The Financial Conduct Authority recently issued a Dear CEO letter to firms in the wealth management and stockbroking sector setting out its concerns and expectations. It is crucial to understand the expectations set by the FCA to reduce harm, increase standards, and improve the sector's reputation. 

Key harms identified by the FCA

The FCA has identified several key harms in the Wealth Management & Stockbroking sector, including significant losses as a result of scams and fraud, money laundering, high-risk or complex investments, and poor value products and services. The FCA is concerned that these harms have caused negative economic, market, and social damage, and have exposed consumers to unnecessary risks. Whilst none of these will come as a surprise, the FCA's strong tone throughout this publication should be duly noted.

Financial crime expectations

Financial crime is a significant concern in the wealth management (investment management) and stockbroking sector. The sometimes inherently high risk nature of the transactions associated with the sector drives this regulatory view.
====================
Exercise task: Reproduce the stretch of the Dear CEO letter summary from "Financial crime is" through "this regulatory view.", keeping every word as it stands.
====================
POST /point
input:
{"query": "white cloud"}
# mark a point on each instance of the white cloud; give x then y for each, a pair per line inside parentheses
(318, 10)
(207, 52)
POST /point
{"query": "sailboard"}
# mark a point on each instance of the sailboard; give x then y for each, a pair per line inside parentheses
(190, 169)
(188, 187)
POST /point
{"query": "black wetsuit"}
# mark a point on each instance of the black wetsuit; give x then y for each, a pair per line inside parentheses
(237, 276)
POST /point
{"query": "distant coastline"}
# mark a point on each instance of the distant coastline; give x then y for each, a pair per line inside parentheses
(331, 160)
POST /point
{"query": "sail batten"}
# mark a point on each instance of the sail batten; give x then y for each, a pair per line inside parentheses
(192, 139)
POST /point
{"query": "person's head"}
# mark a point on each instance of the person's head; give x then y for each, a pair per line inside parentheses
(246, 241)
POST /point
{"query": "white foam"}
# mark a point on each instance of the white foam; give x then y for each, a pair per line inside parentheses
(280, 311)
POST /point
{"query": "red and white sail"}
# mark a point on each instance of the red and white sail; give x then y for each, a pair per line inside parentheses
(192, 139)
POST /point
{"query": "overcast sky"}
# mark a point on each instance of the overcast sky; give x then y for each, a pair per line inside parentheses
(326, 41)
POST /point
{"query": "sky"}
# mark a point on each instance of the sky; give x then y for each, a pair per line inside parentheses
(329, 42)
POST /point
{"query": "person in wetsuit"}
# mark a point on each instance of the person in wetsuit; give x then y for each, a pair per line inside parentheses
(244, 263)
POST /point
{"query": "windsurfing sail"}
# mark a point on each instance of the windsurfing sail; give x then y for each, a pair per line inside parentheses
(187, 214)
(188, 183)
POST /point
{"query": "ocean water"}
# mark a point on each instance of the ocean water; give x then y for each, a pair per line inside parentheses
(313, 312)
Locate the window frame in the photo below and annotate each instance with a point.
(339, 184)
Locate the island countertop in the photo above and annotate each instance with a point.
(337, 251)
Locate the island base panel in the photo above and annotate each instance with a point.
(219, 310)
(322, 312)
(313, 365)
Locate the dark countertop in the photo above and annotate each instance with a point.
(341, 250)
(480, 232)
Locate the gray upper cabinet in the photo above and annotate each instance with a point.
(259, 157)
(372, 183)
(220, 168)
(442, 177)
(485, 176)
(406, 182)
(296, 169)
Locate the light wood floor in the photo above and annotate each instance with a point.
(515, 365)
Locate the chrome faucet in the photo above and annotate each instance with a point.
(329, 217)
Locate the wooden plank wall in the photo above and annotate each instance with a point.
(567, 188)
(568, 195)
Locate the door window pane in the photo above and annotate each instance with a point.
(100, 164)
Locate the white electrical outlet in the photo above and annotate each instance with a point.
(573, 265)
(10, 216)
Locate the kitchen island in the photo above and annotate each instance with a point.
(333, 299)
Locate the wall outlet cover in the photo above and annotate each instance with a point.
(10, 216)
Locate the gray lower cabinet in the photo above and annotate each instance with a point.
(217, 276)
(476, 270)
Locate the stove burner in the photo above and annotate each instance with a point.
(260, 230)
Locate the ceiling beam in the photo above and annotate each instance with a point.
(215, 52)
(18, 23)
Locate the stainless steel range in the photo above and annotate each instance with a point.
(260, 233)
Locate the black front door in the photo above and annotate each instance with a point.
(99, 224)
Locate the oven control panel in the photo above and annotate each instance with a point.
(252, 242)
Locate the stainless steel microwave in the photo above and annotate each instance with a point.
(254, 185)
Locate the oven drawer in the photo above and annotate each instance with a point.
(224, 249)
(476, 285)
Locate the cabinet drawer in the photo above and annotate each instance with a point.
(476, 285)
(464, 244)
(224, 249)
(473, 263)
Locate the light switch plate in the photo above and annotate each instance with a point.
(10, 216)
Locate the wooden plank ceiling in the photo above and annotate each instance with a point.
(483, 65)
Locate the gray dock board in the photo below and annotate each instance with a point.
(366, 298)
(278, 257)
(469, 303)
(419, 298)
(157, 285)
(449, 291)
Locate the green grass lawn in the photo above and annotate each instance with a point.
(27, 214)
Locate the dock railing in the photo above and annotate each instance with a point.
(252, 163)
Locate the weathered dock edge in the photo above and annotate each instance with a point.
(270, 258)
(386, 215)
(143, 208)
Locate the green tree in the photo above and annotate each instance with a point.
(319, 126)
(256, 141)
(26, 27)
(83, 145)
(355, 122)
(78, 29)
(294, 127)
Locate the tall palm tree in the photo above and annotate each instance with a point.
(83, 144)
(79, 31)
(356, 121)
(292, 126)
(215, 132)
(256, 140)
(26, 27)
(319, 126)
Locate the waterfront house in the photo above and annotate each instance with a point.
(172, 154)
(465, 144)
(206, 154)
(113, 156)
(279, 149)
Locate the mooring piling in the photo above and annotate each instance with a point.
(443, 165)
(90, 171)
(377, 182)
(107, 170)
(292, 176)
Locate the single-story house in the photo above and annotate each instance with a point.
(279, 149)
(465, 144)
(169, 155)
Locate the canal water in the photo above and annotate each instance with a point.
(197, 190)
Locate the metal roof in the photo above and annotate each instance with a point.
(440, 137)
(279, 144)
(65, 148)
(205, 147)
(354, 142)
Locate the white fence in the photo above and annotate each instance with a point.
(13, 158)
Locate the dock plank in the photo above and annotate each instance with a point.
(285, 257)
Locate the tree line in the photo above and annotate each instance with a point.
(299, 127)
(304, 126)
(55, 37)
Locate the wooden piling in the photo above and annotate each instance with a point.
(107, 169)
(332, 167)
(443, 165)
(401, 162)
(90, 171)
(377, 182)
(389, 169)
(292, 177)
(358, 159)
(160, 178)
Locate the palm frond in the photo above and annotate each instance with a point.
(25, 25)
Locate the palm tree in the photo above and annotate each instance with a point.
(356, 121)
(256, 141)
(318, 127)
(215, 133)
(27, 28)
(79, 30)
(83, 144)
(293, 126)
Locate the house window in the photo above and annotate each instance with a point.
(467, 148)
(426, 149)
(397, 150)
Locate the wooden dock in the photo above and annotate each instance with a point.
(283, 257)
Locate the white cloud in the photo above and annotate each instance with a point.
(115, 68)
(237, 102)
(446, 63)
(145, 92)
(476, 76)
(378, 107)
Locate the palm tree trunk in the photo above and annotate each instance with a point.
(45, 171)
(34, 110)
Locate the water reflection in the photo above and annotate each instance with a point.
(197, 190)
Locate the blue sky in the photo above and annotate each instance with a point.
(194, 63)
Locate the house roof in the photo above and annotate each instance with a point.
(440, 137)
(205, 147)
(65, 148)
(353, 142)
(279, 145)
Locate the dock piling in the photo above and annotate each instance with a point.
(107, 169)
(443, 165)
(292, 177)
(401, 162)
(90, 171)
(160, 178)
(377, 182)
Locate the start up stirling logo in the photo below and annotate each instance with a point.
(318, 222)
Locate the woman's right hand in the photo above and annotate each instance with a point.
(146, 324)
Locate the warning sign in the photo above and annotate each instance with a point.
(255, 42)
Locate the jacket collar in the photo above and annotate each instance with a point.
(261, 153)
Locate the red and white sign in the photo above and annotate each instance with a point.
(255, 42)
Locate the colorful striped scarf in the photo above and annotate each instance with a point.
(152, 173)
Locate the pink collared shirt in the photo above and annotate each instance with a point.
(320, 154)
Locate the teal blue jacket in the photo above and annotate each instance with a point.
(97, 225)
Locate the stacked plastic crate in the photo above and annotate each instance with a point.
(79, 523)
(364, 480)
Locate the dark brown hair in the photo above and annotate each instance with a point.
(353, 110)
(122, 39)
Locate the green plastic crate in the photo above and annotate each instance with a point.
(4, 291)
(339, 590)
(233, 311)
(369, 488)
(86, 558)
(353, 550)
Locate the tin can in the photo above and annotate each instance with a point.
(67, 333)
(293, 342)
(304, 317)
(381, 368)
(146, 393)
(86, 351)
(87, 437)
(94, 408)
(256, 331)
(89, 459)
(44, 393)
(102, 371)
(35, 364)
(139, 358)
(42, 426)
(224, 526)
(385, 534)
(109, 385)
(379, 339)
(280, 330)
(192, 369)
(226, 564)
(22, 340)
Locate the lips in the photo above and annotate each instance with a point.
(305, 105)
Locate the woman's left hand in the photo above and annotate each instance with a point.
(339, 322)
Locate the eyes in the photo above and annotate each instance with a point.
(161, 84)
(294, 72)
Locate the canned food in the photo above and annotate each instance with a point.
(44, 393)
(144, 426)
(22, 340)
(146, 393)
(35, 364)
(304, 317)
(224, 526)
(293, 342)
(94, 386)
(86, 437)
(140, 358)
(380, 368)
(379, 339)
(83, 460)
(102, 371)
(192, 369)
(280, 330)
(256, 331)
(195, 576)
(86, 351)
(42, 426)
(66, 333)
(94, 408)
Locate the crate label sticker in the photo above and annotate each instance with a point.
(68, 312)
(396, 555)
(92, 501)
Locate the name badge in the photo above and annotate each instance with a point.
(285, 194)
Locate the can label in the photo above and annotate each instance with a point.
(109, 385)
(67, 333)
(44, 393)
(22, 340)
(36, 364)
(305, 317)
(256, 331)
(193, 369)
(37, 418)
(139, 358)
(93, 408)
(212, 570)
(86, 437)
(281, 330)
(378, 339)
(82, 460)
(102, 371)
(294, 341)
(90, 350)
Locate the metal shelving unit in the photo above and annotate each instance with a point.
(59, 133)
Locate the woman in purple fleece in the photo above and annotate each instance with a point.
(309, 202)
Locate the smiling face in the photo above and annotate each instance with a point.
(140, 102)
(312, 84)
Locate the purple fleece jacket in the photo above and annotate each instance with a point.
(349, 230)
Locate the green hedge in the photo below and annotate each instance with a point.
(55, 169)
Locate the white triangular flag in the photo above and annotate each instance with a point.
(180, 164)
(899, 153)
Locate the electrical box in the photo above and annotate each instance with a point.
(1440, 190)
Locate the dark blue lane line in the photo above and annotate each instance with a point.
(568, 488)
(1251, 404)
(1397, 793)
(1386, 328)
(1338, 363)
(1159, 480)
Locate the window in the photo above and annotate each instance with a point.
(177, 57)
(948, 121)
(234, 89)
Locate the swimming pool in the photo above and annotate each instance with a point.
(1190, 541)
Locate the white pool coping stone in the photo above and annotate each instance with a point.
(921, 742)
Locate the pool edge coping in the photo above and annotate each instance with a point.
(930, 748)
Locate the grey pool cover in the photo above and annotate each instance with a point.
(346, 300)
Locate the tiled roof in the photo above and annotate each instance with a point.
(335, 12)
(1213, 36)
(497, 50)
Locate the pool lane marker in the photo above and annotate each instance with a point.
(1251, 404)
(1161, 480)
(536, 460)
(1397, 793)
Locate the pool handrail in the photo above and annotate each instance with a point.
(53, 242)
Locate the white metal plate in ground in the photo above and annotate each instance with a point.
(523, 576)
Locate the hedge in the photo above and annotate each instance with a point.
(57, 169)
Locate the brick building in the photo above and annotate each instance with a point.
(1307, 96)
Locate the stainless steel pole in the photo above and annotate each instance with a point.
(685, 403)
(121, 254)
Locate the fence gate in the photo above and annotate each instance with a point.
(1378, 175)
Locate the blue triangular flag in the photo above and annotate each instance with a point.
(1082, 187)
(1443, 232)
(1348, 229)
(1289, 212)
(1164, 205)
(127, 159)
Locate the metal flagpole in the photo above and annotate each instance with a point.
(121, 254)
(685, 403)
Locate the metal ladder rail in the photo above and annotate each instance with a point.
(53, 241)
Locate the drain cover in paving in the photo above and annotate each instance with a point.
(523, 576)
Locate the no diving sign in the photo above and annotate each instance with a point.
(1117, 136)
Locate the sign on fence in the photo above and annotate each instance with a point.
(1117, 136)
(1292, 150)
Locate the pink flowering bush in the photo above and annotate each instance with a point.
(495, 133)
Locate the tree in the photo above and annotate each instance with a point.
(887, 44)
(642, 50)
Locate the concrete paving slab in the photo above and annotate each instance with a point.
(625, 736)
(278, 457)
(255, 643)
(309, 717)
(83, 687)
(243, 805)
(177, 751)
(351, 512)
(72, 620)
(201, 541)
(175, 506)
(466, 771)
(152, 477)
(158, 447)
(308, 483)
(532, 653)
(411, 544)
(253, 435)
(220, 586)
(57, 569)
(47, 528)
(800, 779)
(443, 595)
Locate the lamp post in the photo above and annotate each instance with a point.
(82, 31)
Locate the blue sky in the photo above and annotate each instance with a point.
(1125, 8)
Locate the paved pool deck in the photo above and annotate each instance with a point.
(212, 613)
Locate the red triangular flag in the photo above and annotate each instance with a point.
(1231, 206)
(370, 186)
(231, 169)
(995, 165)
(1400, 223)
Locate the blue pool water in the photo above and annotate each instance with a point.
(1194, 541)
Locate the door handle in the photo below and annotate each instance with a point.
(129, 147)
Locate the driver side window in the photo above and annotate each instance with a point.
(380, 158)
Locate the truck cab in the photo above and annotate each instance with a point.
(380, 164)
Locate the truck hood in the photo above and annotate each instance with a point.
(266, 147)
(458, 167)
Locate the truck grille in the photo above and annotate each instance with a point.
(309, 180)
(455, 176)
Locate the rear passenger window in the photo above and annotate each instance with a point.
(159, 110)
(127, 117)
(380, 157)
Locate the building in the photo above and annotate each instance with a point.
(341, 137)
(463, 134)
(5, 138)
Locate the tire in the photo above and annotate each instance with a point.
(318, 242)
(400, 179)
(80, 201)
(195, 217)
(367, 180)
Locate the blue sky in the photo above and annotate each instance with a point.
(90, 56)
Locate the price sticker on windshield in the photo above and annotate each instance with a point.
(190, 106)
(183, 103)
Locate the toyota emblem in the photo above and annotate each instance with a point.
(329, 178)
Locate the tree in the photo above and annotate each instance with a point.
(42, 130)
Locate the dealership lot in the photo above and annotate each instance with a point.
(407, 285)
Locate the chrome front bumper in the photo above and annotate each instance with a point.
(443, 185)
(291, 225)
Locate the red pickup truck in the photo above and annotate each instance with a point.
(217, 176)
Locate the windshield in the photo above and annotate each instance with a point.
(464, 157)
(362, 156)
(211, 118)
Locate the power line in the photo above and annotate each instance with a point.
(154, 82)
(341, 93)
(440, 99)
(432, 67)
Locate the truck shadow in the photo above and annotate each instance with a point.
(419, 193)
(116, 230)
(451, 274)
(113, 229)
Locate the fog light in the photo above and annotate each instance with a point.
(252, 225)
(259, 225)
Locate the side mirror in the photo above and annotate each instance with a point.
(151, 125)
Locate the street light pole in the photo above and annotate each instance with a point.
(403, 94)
====================
Solution below:
Financial crime is a significant concern in the wealth management (investment management) and stockbroking sector. The sometimes inherently high risk nature of the transactions associated with the sector drives this regulatory view.